Assignment → The full listing is to be written out again, unchanged.
--------
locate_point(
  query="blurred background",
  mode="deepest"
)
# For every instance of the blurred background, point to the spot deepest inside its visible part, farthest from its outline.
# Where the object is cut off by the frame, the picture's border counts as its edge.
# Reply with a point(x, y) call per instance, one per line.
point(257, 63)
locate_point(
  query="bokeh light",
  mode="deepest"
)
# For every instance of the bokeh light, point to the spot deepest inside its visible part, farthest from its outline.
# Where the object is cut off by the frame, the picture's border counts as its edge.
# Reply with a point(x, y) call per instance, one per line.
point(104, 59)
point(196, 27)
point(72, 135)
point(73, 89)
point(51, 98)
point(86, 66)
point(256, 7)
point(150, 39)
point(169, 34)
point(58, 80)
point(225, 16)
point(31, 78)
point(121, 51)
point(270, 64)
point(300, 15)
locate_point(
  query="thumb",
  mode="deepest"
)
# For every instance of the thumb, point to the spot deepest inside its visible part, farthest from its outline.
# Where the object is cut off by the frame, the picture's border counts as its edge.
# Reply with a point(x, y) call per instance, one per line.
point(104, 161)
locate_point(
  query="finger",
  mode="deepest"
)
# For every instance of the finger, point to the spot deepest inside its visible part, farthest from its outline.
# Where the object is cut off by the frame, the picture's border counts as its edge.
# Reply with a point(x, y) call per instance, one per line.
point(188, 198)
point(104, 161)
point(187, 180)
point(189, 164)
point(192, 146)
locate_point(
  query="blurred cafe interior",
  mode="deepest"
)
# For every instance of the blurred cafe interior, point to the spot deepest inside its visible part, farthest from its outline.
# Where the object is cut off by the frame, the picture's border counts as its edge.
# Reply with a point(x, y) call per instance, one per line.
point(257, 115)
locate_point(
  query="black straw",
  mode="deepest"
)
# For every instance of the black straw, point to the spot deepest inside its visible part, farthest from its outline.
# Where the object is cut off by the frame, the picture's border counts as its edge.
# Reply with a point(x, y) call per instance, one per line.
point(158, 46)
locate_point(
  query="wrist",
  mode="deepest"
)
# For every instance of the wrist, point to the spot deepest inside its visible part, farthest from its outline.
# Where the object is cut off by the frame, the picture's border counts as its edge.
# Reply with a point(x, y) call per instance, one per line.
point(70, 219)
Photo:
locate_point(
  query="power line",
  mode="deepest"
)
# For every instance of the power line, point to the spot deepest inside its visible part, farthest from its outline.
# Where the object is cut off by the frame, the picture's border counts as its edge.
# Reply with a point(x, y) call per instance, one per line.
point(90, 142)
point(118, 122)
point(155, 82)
--------
Solution →
locate_point(
  query="blurred background",
  mode="deepest"
)
# For every instance of the blurred background, point to the spot deepest inside its visible part, farthest from its outline.
# Where the object is cut off by the frame, the picture's border counts as its edge.
# Reply with a point(x, y) call per instance, one per line.
point(257, 63)
locate_point(
  query="bokeh light",
  mode="deepest"
)
# For every instance of the bokeh light, point to the spot deepest inside its visible part, farthest from its outline.
# Where the object is cut off by the frame, the picture's border counts as its edge.
# Reply with a point(x, y) call per instance, one per line.
point(104, 59)
point(196, 27)
point(72, 135)
point(73, 89)
point(51, 98)
point(86, 66)
point(256, 7)
point(150, 39)
point(169, 34)
point(58, 80)
point(225, 16)
point(31, 78)
point(121, 51)
point(270, 64)
point(300, 15)
locate_point(
  query="thumb",
  mode="deepest"
)
# For every instance of the thumb, point to the spot deepest inside its visible part, farthest from its outline.
# Where the object is cut off by the frame, the picture's border counts as its edge.
# Reply with a point(x, y) call per instance, one per line.
point(104, 161)
locate_point(
  query="finger",
  mode="deepest"
)
# For every instance of the finger, point to the spot deepest inside its visible part, farthest from its outline.
# Where the object is cut off by the frame, the picture's border counts as its edge.
# Reply with a point(x, y) call per instance, one per line.
point(188, 198)
point(104, 161)
point(187, 180)
point(189, 164)
point(192, 146)
locate_point(
  query="blurred cafe interior",
  mode="deepest"
)
# For every instance of the blurred cafe interior, point to the spot deepest inside its visible part, farthest from its outline.
# Where the object is cut off by the frame, the picture's border counts as its edge.
# Reply with a point(x, y) call per instance, one per line.
point(257, 115)
locate_point(
  query="black straw",
  mode="deepest"
)
# For every instance of the black straw, point to the spot deepest inside its visible part, farthest from its outline.
# Where the object is cut off by the frame, the picture's border counts as its edge.
# Reply with a point(x, y) call per instance, one per line.
point(158, 46)
locate_point(
  query="wrist",
  mode="deepest"
)
# For every instance of the wrist, point to the spot deepest inside its visible part, farthest from its outline.
# Where the object is cut off by the frame, the picture's border counts as its edge.
# Reply with a point(x, y) call per instance, one per line.
point(70, 219)
Photo:
locate_point(
  query="power line",
  mode="deepest"
)
# For every instance of the power line, point to the spot deepest inside its visible part, farthest from its outline.
# Where the object is cut off by the frame, the picture's border counts as its edge.
# Reply with a point(x, y) call per instance, one per line.
point(90, 142)
point(118, 122)
point(155, 82)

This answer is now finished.